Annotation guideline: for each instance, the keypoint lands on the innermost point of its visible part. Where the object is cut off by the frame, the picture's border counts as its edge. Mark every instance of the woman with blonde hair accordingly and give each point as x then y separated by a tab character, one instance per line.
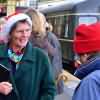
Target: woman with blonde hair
40	39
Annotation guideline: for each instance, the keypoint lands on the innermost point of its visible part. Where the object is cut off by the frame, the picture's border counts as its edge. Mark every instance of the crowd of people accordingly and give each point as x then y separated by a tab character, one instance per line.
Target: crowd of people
32	52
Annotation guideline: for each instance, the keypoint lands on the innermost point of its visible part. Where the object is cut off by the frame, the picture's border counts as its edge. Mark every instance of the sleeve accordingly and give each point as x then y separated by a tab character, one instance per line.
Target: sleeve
48	88
89	88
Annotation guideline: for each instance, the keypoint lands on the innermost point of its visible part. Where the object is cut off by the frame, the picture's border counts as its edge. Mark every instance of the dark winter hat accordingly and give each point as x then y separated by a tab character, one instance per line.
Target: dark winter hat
87	38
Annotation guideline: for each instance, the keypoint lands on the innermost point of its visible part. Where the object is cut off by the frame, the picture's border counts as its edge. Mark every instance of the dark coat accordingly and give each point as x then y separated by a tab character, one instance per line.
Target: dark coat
33	79
89	87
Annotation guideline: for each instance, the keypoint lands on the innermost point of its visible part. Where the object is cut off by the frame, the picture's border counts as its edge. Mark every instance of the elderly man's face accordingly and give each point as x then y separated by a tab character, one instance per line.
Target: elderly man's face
21	34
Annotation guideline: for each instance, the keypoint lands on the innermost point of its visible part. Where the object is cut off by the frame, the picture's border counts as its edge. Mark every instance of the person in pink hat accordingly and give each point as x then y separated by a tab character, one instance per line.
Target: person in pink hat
87	46
30	75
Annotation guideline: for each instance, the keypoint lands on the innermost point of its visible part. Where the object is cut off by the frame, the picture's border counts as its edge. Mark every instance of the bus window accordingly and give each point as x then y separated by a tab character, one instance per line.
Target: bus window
87	19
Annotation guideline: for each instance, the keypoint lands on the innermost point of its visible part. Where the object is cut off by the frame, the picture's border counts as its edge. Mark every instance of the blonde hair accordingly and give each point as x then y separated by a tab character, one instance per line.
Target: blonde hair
38	22
49	27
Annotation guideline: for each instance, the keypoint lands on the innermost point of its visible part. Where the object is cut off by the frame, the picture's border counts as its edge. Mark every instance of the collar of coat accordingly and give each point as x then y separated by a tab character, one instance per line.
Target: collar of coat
29	53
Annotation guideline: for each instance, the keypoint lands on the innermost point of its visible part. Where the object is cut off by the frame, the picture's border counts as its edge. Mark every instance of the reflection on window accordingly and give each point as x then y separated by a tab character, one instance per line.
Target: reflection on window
87	20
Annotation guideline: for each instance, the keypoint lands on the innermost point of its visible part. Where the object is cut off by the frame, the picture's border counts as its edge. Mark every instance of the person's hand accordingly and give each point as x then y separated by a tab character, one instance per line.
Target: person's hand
5	88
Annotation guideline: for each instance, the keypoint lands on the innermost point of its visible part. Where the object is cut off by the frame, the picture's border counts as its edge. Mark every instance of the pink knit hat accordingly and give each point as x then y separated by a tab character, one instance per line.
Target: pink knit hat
87	38
12	19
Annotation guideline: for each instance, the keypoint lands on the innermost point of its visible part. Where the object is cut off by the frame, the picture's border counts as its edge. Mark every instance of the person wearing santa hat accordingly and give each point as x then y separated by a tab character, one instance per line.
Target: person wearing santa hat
30	71
87	46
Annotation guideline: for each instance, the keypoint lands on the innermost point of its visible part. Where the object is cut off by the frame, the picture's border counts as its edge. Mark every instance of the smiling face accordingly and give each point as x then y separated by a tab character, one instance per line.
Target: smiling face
20	34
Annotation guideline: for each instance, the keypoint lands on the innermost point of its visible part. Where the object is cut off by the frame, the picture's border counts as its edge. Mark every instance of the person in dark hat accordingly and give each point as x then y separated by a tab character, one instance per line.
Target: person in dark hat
30	69
87	47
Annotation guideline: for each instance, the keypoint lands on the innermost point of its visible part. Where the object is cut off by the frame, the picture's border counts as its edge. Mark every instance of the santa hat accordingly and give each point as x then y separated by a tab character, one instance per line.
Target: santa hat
14	18
87	38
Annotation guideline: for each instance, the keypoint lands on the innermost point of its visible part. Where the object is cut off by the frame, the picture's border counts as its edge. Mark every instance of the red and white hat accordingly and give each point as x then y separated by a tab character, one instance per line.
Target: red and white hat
12	19
87	38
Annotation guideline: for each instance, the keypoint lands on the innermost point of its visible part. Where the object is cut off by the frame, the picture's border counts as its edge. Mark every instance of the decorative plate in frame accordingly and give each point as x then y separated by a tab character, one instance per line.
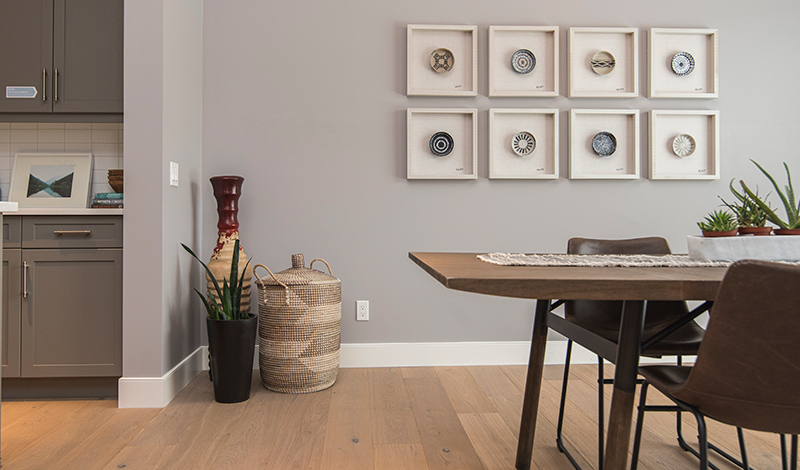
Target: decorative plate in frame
523	143
507	44
603	63
441	143
683	63
683	145
523	61
541	162
442	60
604	144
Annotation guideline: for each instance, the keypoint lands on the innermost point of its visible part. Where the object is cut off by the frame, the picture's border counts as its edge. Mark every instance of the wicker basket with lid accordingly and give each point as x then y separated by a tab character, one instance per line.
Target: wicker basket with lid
300	311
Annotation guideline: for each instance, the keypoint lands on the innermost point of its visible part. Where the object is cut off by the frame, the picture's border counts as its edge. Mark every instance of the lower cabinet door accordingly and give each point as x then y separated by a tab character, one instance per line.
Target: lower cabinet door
12	293
71	313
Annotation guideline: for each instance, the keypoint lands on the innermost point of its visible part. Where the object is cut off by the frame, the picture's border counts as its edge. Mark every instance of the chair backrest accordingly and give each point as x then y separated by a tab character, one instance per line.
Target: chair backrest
748	367
603	316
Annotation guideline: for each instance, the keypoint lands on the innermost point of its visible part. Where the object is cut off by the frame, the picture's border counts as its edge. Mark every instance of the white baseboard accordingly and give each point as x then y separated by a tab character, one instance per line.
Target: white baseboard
157	392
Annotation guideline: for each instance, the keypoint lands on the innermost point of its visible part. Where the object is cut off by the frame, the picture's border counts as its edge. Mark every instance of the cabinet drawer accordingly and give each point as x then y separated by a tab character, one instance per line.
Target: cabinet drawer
12	231
72	232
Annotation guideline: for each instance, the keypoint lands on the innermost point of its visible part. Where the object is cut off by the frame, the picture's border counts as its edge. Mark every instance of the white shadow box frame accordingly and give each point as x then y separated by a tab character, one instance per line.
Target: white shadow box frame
584	125
701	44
622	44
52	180
504	163
461	124
462	41
542	41
702	163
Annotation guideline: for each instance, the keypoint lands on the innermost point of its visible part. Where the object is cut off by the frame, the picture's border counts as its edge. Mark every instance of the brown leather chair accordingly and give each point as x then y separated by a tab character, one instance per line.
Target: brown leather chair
603	318
747	372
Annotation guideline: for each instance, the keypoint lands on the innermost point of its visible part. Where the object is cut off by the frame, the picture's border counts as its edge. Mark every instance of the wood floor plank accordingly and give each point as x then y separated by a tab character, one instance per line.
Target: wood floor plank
107	440
418	372
14	410
494	382
251	442
168	426
203	440
392	417
348	440
303	433
444	440
32	429
493	441
139	457
348	434
351	389
464	392
62	438
400	457
317	431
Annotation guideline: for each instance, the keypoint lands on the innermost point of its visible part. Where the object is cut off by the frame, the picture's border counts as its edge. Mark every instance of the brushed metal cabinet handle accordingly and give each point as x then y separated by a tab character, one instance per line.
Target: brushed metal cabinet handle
25	279
72	232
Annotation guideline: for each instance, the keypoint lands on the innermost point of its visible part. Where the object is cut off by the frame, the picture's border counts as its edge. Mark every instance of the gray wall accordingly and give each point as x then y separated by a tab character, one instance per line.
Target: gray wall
163	123
306	100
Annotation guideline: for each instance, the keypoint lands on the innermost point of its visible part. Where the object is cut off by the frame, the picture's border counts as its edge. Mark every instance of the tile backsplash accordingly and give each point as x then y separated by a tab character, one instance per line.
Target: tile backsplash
103	140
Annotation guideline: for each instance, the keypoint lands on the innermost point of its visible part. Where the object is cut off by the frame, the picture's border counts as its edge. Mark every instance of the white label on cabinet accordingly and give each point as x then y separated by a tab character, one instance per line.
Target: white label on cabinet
21	92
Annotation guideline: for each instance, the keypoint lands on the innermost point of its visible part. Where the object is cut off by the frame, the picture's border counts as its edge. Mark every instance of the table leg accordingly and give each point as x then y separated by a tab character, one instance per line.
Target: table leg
628	349
533	384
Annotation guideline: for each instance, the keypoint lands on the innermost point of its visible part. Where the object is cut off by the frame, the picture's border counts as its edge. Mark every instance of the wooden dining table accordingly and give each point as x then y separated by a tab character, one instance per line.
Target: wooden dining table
633	285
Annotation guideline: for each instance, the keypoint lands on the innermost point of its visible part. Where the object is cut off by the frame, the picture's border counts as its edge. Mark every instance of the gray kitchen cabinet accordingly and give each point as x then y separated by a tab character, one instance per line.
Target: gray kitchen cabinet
62	304
70	51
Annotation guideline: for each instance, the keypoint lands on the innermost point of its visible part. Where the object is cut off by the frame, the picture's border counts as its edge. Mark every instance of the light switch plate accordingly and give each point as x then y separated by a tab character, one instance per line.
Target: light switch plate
173	174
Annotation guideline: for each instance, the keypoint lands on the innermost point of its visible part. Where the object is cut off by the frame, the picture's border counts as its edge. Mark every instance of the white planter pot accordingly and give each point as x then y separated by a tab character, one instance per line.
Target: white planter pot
770	247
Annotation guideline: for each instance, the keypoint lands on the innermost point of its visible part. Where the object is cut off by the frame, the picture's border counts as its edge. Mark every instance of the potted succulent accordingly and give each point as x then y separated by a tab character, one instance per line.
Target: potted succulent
231	334
750	217
792	224
719	223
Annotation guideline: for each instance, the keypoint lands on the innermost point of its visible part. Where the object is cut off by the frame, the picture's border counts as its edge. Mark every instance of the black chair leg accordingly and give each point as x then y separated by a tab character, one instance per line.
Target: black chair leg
601	405
559	427
742	448
637	437
788	461
702	437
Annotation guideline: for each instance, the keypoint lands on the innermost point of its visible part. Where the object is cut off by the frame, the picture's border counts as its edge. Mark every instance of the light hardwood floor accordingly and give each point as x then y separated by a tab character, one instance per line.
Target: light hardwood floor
406	418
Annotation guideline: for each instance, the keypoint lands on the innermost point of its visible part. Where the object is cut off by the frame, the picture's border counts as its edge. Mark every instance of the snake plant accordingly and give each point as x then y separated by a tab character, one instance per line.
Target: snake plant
226	304
792	208
718	221
748	212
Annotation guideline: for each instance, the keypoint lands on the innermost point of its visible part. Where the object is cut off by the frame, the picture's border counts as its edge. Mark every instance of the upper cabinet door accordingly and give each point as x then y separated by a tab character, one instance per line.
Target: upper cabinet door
87	56
26	56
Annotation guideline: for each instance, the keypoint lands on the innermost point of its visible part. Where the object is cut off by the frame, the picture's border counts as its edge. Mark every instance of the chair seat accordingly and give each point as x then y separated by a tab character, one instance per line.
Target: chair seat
666	378
685	341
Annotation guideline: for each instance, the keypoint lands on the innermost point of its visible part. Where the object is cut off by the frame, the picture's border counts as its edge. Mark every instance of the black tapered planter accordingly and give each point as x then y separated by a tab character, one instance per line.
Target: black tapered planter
231	344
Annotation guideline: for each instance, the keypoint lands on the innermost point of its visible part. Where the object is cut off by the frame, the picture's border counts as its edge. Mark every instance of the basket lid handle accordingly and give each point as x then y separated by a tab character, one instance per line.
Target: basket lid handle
326	264
261	283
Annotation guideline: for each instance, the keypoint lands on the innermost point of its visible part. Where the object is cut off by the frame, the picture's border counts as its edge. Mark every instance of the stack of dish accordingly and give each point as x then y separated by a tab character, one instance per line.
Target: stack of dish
115	180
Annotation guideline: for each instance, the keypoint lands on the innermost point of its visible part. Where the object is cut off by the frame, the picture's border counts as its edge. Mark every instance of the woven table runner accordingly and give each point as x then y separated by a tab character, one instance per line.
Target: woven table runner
627	261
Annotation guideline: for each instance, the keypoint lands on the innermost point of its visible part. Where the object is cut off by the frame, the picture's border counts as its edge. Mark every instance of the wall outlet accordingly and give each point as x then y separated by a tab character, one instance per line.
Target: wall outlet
362	310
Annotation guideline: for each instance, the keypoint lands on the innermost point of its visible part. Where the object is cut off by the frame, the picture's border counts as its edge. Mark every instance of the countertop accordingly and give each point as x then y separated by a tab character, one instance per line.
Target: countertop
60	211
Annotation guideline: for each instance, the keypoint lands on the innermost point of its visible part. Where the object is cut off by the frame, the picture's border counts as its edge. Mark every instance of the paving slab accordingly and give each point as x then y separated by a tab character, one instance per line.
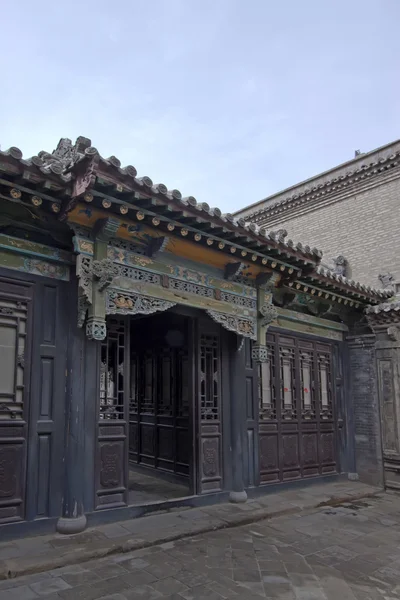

EXERCISE DIRECTIONS: Count the lines of the listing above that contain the string "brown", matching case exactly, and give only the number.

SOLUTION TO THE EXERCISE: 2